• [Exercices]:
(a) Répondez à ces questions sur le texte sur la sécurité sociale étudiante :
(i) Quelle part des nouveaux inscrits attend plus de trois mois sa carte Vitale ?
(ii) Combien les mutuelles auraient-elles dépensé en frais de gestion en 2011 ?
(iii) À combien est évaluée l'économie liée à la reprise de la gestion par les caisses d'assurance maladie ?
(b) Recopiez à l'identique le passage du texte sur la sécurité sociale étudiante qui commence par « Ces dysfonctionnements sont » et va jusqu'à « santé sont facultatives. ».

• [Texte extrait]:

L’idée était généreuse. Pourtant, force est de constater que, plus d’un demi-siècle plus tard, le régime délégué de sécurité sociale étudiante est devenu inefficace et coûteux, comme l’ont montré les deux orateurs précédents. Cela nous impose de nous pencher très sérieusement sur le sujet.
Dès septembre 2012, l’UFC-Que Choisir – dont les affirmations sont parfois contestables par ailleurs – avait dressé un bilan accablant : les étudiants, dans leurs relations avec les mutuelles, sont confrontés à un incroyable parcours du combattant. Il leur est ainsi souvent difficile, voire impossible, de joindre un correspondant, les files d’attente devant les guichets sont interminables, les courriers de réclamation en attente de traitement s’accumulent et les remboursements des prestations prennent de plus en plus de retard. Plus grave encore, comme cela a été dit, un tiers des nouveaux inscrits attendent plus de trois mois leur carte Vitale, délai pendant lequel les étudiants ne bénéficient pas du tiers payant. Or nous savons bien que, chaque année, ils sont un peu plus nombreux à renoncer à des soins médicaux, faute d’argent. Cette situation n’est pas acceptable !
Ces dysfonctionnements sont aggravés par une concurrence entre la mutuelle nationale et les mutuelles régionales et une confusion volontaire, comme l’a souligné Catherine Procaccia, entre sécurité sociale et complémentaire santé. À chaque rentrée, les mutuelles se livrent une véritable bataille pour attirer un maximum d’étudiants auxquels elles espèrent surtout vendre une complémentaire santé, souvent 20 % à 30 % plus chère qu’une complémentaire classique. Les nouveaux inscrits ignorent d’ailleurs, pour la plupart, que les mutuelles étudiantes cumulent une délégation de service public et une activité d’assureur, et 37 % d’entre eux ne savent pas que les complémentaires santé sont facultatives.
Nous devons également nous référer à ce qu’écrit la Cour des comptes, qui s’est, elle aussi, saisie de ce dossier, comme on l’a déjà évoqué. Au-delà de l’insuffisance de la qualité de service et de la complexité de la gouvernance, elle pointe du doigt le surcoût faramineux du régime étudiant. Les mutuelles auraient ainsi dépensé, en 2011, 93 millions d’euros en frais de gestion pour remplir leur mission de sécurité sociale, ce qui représente près de 13 % du montant des prestations versées. Alors que l’ensemble des gestionnaires du régime général réduisent leurs frais de gestion, les remises de gestion versées par l’assurance maladie aux mutuelles étudiantes ont progressé de 8, 1 % entre 2006 et 2011. La CNAMTS leur a ainsi versé, en 2011 et 2012, 54, 77 euros par étudiant alors que les mutuelles de fonctionnaires n’ont perçu qu’une dotation équivalente à 44, 29 euros par affilié. L’enjeu financier est considérable !
Ces dysfonctionnements appellent nécessairement des réponses concrètes immédiates, comme l’indiquent les deux auteurs du rapport sénatorial. Nous sommes tous d’accord sur ce point : le statu quo n’est plus envisageable. La question qui se pose désormais est donc simple : quel avenir envisageons-nous pour la sécurité sociale étudiante ? À l’évidence, ce mode de gestion, défavorable aux étudiants et coûteux pour la collectivité, doit être reconsidéré. Faut-il conserver le régime délégué et le confier à une seule structure ? Personnellement, je ne suis pas favorable à cette solution.
La Cour des comptes préconise la reprise de la gestion de la population étudiante par les caisses d’assurance maladie. Cette solution aurait le mérite d’améliorer la qualité de service et permettrait une économie qui a été évaluée à 70 millions d’euros.
Madame la ministre, les travaux menés par Catherine Procaccia et Ronan Kerdraon ont démontré l’impérieuse nécessité de réformer le régime de sécurité sociale étudiante. La Cour des comptes a fait des recommandations. Quelles suites comptez-vous leur donner ? Parce que ce système est complexe, instable et peu compréhensible, parce qu’il remet en cause l’accès aux soins des étudiants, j’espère que vous donnerez l’élan nécessaire à l’amélioration de la situation.

• [Enregistrements extraits]:
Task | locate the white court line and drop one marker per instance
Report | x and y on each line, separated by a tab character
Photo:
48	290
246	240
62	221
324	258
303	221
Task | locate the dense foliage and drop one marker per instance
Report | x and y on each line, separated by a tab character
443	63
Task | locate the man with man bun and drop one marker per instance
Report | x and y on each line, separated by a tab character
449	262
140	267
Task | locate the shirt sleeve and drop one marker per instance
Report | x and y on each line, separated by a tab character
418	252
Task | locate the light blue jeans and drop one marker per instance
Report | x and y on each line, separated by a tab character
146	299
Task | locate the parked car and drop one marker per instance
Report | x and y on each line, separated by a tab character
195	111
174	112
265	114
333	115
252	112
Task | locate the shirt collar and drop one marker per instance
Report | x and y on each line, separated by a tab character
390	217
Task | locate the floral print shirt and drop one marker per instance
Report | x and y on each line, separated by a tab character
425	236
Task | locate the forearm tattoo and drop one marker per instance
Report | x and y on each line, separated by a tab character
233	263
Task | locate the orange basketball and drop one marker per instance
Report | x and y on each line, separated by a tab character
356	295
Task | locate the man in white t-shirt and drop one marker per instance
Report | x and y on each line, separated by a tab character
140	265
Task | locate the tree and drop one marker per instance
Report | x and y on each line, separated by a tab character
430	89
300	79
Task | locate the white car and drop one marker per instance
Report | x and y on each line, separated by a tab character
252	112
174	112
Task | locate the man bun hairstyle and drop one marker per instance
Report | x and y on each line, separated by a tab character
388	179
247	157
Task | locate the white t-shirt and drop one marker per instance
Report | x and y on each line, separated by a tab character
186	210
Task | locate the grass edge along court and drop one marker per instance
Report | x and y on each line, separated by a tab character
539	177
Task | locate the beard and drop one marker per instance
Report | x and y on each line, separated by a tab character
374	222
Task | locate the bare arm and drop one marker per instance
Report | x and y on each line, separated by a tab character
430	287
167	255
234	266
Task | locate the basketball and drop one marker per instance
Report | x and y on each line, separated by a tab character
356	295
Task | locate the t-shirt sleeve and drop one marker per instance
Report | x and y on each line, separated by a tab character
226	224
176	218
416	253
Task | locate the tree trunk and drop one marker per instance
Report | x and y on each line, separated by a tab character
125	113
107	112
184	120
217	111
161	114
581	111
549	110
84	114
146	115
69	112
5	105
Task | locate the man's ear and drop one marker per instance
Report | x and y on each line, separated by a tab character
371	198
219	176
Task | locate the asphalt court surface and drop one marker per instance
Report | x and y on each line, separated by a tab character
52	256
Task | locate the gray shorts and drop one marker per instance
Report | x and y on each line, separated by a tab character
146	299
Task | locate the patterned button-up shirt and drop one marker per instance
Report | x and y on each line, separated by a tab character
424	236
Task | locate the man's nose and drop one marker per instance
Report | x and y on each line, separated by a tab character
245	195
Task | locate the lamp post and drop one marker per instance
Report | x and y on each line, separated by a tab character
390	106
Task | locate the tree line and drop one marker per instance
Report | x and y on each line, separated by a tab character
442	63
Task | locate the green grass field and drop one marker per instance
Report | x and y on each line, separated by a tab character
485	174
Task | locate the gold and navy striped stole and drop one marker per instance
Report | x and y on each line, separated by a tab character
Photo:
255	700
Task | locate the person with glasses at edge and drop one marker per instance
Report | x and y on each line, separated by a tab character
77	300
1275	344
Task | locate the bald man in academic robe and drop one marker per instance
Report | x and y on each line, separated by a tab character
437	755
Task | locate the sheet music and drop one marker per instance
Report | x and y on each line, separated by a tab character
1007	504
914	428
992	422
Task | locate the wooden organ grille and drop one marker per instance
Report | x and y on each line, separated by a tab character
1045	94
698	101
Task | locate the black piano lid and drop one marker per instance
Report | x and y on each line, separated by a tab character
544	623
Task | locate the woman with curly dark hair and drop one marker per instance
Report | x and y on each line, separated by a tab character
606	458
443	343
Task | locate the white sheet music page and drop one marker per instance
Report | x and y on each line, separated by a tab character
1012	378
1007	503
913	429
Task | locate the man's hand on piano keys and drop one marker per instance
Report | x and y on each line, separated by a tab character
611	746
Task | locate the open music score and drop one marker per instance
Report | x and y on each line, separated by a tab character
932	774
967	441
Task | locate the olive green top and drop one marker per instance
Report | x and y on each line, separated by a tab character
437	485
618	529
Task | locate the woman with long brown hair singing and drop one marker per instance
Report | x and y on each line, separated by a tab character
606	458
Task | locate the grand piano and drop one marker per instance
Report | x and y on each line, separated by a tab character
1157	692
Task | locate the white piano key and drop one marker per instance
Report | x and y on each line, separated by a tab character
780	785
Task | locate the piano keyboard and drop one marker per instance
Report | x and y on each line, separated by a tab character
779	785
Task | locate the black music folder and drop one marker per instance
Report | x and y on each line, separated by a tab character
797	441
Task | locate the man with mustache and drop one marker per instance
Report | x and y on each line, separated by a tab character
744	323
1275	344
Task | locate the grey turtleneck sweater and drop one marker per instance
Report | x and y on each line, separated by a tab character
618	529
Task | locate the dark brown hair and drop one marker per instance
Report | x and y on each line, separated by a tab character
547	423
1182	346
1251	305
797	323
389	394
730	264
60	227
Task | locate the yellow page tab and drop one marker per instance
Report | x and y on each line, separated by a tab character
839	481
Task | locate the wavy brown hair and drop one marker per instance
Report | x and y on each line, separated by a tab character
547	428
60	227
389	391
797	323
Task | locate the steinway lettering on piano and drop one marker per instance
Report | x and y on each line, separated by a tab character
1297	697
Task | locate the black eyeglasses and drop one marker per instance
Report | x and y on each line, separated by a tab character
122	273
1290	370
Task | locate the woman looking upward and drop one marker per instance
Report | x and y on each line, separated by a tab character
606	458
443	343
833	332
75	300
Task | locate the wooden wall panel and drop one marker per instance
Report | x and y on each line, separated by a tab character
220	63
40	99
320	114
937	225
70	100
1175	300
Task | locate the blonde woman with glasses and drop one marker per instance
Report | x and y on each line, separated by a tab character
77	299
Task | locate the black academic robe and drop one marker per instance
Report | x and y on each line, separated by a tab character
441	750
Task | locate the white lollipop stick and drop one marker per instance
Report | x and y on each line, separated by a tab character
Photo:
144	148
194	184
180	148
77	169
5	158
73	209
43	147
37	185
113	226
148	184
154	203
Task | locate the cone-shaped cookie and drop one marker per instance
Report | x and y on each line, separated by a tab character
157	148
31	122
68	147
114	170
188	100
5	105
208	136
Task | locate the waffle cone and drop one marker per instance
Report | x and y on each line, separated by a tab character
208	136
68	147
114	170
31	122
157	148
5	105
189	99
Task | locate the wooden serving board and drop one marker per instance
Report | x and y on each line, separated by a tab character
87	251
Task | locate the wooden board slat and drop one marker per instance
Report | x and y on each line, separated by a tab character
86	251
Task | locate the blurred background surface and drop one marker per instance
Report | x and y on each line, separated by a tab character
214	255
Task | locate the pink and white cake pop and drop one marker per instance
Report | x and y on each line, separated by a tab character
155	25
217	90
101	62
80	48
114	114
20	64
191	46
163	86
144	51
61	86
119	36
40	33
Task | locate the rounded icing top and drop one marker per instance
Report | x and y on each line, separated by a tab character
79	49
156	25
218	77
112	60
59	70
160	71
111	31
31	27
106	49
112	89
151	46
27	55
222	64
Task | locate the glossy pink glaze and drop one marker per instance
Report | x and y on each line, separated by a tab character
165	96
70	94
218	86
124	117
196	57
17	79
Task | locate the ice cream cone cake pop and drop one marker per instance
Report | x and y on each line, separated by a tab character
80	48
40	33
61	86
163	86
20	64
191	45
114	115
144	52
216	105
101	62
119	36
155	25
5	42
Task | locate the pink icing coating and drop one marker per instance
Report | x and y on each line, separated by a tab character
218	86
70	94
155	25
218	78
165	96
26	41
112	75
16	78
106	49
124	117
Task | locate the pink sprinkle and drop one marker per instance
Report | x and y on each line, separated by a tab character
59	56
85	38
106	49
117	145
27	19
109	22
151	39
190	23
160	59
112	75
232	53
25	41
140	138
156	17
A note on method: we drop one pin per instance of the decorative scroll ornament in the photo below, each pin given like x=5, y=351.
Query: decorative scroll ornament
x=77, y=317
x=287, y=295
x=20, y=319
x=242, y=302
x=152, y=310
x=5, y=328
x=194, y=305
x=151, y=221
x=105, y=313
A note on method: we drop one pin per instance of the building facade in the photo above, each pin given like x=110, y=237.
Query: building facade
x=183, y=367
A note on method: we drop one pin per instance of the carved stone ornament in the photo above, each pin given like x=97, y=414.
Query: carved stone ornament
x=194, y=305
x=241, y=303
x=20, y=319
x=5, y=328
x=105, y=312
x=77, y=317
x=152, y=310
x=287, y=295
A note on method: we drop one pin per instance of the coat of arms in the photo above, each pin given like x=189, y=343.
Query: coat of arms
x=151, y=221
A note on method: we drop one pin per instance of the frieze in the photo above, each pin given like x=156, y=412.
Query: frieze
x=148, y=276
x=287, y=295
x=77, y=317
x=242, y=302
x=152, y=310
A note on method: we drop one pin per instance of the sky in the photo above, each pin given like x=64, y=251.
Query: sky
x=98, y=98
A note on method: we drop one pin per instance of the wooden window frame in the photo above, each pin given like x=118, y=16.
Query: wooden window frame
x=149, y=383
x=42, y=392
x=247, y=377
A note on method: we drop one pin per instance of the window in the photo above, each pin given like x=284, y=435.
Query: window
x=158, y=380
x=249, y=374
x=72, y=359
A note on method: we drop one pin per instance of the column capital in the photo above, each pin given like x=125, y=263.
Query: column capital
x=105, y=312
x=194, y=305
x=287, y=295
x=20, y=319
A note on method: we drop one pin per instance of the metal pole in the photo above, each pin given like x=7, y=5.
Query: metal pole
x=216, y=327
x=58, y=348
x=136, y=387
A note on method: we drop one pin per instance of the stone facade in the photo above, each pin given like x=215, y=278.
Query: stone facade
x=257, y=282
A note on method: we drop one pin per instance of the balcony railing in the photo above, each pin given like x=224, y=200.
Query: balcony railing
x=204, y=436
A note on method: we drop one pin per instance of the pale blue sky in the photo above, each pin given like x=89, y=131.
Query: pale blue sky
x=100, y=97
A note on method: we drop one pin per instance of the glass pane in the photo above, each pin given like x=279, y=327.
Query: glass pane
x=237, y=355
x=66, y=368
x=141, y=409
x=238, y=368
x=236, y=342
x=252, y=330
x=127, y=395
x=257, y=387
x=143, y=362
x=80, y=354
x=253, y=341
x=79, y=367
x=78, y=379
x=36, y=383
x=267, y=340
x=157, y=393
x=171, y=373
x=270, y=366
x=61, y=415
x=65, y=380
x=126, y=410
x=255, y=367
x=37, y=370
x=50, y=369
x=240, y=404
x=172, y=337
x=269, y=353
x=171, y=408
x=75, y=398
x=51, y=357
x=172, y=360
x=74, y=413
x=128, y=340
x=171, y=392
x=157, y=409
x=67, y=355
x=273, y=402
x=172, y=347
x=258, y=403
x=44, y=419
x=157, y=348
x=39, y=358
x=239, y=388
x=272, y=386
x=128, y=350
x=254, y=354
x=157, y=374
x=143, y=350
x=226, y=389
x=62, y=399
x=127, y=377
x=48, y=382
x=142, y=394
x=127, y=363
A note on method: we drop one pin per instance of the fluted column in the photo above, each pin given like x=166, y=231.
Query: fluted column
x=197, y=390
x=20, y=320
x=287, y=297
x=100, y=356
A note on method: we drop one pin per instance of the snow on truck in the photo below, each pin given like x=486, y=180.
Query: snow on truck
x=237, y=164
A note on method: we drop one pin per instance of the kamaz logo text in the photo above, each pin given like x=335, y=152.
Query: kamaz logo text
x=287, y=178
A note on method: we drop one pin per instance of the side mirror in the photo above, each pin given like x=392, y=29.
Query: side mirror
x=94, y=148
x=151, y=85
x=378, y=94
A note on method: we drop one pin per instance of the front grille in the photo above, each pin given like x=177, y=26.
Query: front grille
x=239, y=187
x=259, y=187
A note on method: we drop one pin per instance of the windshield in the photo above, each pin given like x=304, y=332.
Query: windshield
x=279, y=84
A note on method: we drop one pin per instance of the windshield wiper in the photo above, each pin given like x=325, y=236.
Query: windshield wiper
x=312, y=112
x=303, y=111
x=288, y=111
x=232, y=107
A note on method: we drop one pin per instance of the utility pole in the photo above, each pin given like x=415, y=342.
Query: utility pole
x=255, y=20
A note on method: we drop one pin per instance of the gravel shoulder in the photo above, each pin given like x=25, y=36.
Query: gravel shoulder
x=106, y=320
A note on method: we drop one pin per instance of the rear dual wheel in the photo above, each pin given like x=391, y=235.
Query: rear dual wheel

• [Réponses]:
(a)
(i) Un tiers.
(ii) 93 millions d'euros.
(iii) 70 millions d'euros.

(b)
Ces dysfonctionnements sont aggravés par une concurrence entre la mutuelle nationale et les mutuelles régionales et une confusion volontaire, comme l’a souligné Catherine Procaccia, entre sécurité sociale et complémentaire santé. À chaque rentrée, les mutuelles se livrent une véritable bataille pour attirer un maximum d’étudiants auxquels elles espèrent surtout vendre une complémentaire santé, souvent 20 % à 30 % plus chère qu’une complémentaire classique. Les nouveaux inscrits ignorent d’ailleurs, pour la plupart, que les mutuelles étudiantes cumulent une délégation de service public et une activité d’assureur, et 37 % d’entre eux ne savent pas que les complémentaires santé sont facultatives.